* _Items from a data source_:
* BEGIN *

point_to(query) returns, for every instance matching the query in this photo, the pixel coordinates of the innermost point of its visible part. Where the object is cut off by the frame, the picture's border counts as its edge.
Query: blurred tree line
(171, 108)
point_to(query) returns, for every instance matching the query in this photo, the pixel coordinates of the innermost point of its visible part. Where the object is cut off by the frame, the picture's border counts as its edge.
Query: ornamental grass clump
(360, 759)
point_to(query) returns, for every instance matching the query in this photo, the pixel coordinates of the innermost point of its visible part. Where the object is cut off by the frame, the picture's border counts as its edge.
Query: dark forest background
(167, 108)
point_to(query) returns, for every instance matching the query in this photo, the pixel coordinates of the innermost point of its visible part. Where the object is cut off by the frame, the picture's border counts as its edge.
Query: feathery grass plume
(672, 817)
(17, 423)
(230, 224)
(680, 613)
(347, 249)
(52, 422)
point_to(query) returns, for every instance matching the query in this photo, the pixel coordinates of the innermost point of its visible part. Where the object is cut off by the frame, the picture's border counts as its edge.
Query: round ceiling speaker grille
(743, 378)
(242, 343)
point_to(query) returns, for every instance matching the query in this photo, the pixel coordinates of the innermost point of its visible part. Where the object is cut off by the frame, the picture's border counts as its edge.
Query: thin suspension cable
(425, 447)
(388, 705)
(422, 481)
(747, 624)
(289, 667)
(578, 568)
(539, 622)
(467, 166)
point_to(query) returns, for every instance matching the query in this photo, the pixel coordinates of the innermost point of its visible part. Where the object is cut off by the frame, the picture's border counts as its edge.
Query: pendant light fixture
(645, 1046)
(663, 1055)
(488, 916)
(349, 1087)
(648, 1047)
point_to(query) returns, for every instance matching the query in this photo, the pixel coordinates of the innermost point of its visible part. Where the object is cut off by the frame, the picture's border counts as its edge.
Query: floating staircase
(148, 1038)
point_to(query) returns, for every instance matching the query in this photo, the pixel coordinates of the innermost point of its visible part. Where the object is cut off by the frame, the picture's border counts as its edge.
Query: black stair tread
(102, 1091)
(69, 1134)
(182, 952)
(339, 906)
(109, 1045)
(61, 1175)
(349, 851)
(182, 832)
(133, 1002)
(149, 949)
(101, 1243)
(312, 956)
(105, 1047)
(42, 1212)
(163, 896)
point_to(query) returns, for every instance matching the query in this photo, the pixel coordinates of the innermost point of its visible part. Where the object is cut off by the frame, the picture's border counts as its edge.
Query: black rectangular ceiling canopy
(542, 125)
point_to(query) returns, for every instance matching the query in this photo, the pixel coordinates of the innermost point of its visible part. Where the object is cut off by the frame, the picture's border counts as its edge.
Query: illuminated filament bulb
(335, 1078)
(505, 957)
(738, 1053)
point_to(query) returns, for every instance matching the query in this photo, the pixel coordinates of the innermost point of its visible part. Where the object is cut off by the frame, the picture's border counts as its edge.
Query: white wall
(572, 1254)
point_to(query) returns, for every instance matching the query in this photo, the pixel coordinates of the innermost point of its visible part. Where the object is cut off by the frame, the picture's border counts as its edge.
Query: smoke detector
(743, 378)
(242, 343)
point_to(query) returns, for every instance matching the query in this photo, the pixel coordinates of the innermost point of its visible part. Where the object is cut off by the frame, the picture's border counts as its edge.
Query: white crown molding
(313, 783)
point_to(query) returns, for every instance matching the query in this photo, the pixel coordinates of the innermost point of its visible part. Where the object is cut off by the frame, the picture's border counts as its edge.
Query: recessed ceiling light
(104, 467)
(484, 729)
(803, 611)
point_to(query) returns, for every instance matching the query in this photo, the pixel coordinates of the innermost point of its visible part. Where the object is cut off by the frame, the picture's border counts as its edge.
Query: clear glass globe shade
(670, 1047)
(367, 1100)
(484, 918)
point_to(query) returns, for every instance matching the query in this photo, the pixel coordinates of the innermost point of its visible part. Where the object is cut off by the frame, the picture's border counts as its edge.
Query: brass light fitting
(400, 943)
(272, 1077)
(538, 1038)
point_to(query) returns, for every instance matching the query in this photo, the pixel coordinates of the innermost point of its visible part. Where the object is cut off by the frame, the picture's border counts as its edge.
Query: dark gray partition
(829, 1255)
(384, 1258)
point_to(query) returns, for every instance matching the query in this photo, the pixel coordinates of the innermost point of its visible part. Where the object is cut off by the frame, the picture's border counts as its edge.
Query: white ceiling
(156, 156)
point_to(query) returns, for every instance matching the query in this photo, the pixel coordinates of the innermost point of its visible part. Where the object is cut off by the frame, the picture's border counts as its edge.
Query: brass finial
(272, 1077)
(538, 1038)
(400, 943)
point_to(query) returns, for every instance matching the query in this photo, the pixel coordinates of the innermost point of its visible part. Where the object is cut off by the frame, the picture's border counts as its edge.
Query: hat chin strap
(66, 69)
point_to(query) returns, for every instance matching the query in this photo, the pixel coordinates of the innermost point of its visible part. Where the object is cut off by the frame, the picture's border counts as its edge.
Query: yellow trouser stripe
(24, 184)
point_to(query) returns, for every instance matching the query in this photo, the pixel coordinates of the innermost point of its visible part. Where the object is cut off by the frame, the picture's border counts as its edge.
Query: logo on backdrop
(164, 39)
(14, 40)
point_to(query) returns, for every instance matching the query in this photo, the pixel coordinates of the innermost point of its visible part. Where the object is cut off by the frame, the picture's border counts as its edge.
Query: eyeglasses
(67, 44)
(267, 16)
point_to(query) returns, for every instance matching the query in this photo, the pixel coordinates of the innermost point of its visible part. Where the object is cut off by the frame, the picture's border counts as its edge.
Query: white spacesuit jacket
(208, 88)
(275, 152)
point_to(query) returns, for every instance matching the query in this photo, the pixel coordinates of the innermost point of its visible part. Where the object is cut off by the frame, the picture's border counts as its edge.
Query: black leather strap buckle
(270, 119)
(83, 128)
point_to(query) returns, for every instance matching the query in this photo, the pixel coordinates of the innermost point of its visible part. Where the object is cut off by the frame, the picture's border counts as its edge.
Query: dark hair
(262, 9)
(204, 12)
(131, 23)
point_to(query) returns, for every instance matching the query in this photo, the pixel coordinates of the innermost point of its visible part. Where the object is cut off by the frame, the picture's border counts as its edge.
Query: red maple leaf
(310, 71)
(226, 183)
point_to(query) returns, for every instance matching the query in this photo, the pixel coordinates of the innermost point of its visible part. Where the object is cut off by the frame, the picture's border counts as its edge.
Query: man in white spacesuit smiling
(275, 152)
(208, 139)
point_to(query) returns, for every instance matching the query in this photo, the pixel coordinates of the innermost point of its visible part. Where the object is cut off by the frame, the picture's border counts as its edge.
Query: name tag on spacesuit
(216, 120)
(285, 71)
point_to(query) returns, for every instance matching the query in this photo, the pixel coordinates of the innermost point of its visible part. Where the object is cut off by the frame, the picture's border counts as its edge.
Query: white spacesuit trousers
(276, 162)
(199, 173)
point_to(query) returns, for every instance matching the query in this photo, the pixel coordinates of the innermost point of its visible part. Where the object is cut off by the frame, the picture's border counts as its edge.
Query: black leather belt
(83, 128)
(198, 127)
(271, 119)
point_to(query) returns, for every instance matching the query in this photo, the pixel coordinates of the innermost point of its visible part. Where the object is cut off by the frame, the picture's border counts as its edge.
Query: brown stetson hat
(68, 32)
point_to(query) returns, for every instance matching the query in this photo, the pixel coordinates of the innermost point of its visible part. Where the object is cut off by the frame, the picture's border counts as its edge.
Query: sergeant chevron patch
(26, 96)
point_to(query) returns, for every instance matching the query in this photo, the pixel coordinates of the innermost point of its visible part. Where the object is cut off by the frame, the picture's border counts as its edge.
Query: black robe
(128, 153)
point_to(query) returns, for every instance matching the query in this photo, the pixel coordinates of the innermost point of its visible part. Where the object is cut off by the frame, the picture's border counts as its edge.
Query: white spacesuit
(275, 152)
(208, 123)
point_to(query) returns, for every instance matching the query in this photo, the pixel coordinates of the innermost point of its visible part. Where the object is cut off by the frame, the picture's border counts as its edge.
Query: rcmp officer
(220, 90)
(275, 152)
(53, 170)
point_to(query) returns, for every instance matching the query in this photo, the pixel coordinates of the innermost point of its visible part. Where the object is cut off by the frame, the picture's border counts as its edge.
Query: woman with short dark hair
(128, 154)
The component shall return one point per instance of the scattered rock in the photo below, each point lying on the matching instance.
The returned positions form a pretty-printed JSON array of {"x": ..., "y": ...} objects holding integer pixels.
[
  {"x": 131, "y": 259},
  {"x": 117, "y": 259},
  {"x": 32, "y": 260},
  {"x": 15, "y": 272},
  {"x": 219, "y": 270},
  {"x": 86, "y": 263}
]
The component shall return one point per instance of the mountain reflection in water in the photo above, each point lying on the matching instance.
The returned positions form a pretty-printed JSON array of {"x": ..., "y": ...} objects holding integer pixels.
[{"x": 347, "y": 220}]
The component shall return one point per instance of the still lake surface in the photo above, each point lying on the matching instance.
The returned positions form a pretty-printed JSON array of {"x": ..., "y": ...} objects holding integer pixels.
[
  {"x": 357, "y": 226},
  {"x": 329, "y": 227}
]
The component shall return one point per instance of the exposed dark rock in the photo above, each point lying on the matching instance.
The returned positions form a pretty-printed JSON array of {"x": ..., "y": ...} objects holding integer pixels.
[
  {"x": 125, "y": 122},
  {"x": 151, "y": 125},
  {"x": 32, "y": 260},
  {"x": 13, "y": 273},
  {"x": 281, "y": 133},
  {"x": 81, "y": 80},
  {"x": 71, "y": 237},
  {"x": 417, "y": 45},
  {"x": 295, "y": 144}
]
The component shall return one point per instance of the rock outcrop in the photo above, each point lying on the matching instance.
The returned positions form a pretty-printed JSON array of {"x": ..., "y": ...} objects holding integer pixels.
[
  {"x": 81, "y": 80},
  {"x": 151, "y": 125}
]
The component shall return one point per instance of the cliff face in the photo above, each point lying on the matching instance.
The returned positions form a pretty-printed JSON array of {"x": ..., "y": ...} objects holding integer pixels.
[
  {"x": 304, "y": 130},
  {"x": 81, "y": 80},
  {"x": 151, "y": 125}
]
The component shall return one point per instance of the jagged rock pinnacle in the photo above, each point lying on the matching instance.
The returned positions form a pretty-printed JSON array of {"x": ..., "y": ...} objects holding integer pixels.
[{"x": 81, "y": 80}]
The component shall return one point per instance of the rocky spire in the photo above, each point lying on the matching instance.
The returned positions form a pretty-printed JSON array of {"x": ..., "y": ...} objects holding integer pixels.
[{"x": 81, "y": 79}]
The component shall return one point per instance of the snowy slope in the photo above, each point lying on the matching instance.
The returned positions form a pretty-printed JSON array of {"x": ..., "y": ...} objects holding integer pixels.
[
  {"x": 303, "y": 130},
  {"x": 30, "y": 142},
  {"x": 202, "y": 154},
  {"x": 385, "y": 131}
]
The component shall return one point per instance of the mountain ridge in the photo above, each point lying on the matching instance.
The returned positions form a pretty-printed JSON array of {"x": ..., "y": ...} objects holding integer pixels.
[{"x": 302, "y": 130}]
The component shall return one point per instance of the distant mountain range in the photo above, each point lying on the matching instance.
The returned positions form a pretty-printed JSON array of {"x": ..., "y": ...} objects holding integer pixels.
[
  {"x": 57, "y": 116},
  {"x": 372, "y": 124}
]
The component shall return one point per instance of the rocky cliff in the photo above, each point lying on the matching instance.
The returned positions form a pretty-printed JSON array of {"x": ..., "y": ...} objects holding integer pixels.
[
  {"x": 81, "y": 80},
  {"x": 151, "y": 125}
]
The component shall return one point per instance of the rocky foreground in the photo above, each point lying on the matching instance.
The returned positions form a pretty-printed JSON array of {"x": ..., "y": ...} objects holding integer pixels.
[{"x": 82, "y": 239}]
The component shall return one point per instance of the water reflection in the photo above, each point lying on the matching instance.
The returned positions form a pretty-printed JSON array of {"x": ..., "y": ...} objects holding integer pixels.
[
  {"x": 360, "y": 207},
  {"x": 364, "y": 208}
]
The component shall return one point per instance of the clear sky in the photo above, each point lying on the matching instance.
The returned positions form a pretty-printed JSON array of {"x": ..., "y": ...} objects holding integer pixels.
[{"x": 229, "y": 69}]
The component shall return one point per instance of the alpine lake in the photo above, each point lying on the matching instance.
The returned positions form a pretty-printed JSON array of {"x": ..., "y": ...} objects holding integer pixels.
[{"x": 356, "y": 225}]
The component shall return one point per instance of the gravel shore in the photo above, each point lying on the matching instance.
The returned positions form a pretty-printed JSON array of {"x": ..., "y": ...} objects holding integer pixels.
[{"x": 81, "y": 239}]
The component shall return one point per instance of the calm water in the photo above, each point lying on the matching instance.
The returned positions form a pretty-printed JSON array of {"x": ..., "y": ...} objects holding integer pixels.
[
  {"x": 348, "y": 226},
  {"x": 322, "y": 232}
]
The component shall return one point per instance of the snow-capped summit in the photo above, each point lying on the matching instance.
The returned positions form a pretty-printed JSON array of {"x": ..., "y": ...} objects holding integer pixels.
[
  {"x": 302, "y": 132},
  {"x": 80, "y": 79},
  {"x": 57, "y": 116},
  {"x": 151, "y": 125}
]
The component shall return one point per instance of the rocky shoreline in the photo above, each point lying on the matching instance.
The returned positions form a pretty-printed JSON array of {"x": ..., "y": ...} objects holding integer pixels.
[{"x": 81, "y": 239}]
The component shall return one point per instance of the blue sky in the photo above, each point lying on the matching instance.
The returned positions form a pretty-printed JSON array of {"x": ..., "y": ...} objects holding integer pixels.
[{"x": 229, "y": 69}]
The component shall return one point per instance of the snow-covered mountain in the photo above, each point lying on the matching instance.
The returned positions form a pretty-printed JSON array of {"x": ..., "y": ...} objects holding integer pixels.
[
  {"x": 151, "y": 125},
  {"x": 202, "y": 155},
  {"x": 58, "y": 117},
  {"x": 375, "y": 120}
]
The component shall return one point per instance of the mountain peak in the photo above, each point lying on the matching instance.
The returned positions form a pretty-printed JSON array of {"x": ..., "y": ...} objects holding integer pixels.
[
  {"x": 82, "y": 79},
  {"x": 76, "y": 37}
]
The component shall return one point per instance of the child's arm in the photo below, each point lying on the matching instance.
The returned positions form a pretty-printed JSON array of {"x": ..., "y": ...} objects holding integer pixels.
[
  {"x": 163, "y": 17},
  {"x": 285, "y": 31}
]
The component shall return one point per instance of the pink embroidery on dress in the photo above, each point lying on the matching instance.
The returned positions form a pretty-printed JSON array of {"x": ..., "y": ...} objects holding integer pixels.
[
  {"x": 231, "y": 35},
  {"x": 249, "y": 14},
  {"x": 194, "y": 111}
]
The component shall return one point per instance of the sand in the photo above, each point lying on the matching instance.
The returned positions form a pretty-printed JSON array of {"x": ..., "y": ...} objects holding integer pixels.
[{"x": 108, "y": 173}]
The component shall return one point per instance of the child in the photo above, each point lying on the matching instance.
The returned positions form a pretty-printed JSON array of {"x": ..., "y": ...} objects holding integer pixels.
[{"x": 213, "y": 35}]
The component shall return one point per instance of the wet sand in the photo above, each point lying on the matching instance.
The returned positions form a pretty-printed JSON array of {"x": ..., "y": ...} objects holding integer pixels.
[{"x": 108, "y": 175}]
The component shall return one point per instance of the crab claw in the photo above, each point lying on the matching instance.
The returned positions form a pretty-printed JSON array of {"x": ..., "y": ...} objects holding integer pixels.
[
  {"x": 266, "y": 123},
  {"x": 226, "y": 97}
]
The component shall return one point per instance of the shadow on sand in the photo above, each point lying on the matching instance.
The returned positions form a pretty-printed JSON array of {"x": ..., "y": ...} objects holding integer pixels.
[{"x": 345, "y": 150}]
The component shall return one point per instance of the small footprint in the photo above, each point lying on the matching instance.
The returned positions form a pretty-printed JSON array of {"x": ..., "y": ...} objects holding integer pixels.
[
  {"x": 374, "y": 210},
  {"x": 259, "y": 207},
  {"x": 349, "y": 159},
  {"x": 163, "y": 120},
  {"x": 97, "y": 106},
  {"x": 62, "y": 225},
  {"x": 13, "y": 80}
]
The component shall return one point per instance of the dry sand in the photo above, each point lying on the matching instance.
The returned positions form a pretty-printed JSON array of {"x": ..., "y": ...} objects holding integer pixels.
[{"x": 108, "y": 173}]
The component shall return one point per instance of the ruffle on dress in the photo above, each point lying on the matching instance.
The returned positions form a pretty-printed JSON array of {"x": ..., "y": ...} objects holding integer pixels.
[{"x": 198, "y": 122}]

* END *

Only the lines from the one with "The component shall return one point per instance of the crab" through the end of the material are wanted; copy them exactly, both ends included.

The component shall return one point per instance of the crab claw in the photo above, each point lying on the matching instance.
The returned positions form a pretty-printed JSON array of {"x": ..., "y": ...} objects holding integer pixels.
[
  {"x": 266, "y": 123},
  {"x": 226, "y": 97}
]
The component shall return one point per instance of the shadow on sand in the photo above, each point lying on the matching instance.
The returned positions form a pretty-printed JSON array of {"x": ..., "y": ...} objects holding integer pixels.
[{"x": 345, "y": 150}]
The component shall return one point per instance of the small footprint in the photo above, each point lying on the matching instance.
The returned positions form a pretty-printed JSON array of {"x": ..., "y": ...} objects holding integer pixels.
[
  {"x": 374, "y": 210},
  {"x": 259, "y": 207},
  {"x": 349, "y": 159},
  {"x": 163, "y": 120},
  {"x": 97, "y": 106},
  {"x": 62, "y": 225},
  {"x": 13, "y": 80}
]
The component shall return one point per instance of the dry sand in the photo above, each point lying on the matching instance.
The returned positions form a pretty-printed JSON array of {"x": ..., "y": ...} objects holding integer pixels.
[{"x": 108, "y": 173}]
The component shall return one point per instance of the ruffle on dress in the photo above, each point lying on the matching instance.
The returned positions form a pretty-printed JSON array of {"x": ..., "y": ...} objects holding integer pixels.
[{"x": 198, "y": 122}]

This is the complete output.